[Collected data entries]
····················
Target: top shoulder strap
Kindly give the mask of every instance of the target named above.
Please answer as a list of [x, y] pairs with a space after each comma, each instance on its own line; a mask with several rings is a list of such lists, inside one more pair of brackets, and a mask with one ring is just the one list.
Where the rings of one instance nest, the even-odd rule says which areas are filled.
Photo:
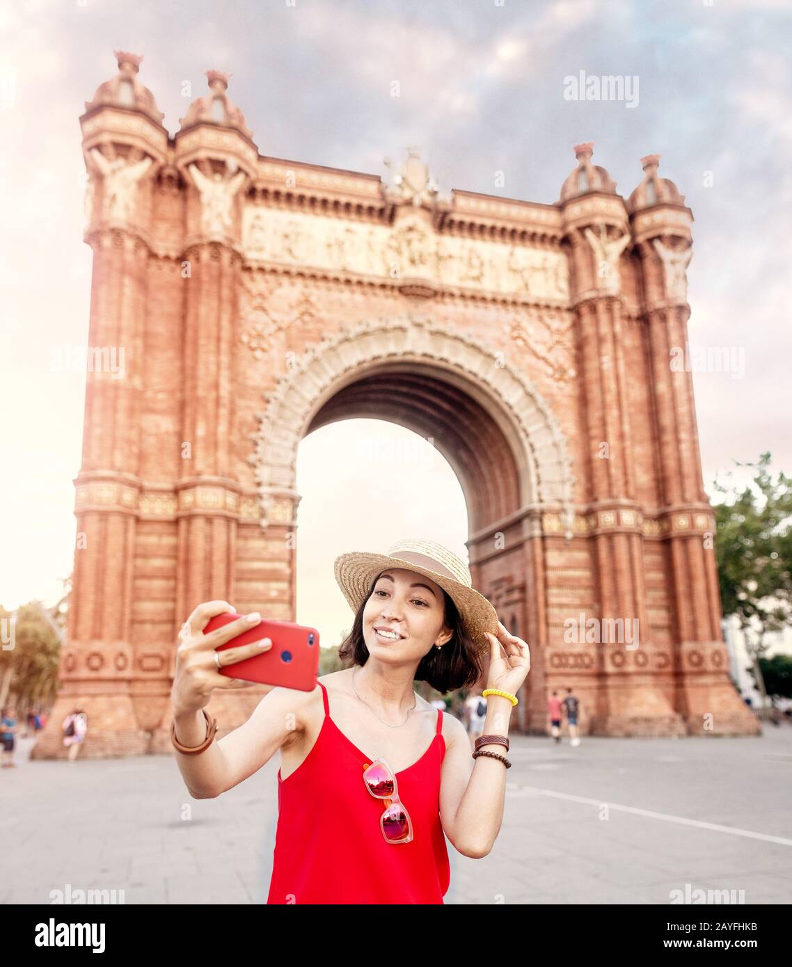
····················
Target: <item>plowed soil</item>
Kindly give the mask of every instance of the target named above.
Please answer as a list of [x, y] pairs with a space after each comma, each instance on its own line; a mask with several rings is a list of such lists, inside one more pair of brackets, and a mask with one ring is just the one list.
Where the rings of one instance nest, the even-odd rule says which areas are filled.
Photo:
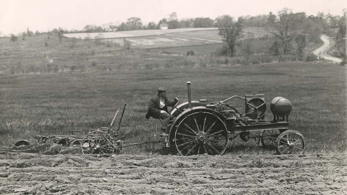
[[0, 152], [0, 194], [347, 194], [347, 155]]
····················
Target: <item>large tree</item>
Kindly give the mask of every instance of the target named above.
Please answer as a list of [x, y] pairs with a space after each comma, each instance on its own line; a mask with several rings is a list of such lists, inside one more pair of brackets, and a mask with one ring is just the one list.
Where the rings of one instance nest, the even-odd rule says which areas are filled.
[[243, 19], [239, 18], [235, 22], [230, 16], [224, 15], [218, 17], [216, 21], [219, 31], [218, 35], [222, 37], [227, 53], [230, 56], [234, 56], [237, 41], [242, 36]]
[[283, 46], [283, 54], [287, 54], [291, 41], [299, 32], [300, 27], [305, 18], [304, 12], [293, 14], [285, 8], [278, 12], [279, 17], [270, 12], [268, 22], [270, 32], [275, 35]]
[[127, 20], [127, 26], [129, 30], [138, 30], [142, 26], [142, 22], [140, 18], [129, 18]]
····················
▶ [YOUR GOAL]:
Express the records from the line containing "Target: <item>plowed soil</item>" through the line containing "[[0, 152], [0, 194], [347, 194], [347, 155]]" as a two-column CSV with the headers "prompt" and "answer". Give one row per record, with each value in a single quoted field and line breaks replaced by spaces, and leave the pictures out.

▶ [ANSWER BELOW]:
prompt,answer
"Target: <item>plowed soil</item> Kindly give the mask of every instance of the target named above. Please answer as a list of [x, y] pairs with a space after each comma, each instance on its own line; a mask with several rings is a list of such lists, inside one more pair of brackets, and a mask with one ring is just the one list. Where the rings of one instance nest, the even-odd rule says which areas are filled. Photo:","[[0, 152], [0, 194], [347, 194], [347, 155]]"